● Goal: Copy out the data below word for word, and omit the pictures from your copy.

● Dataset rows:
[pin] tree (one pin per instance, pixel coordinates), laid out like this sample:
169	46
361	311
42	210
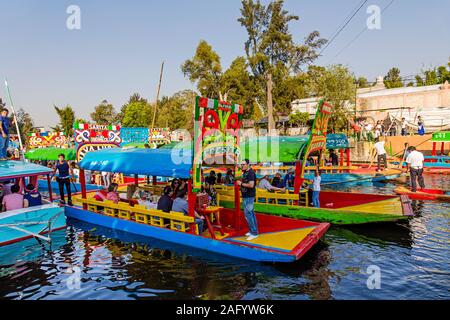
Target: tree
270	48
205	70
25	124
336	85
104	114
299	118
393	79
176	112
66	119
136	113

● Written solution:
[pin] tree (one pin per instance, pixel coordinates), laid out like this sample:
169	46
361	311
42	210
Target: tree
270	48
205	70
25	124
336	85
104	114
299	118
393	79
176	112
66	119
136	113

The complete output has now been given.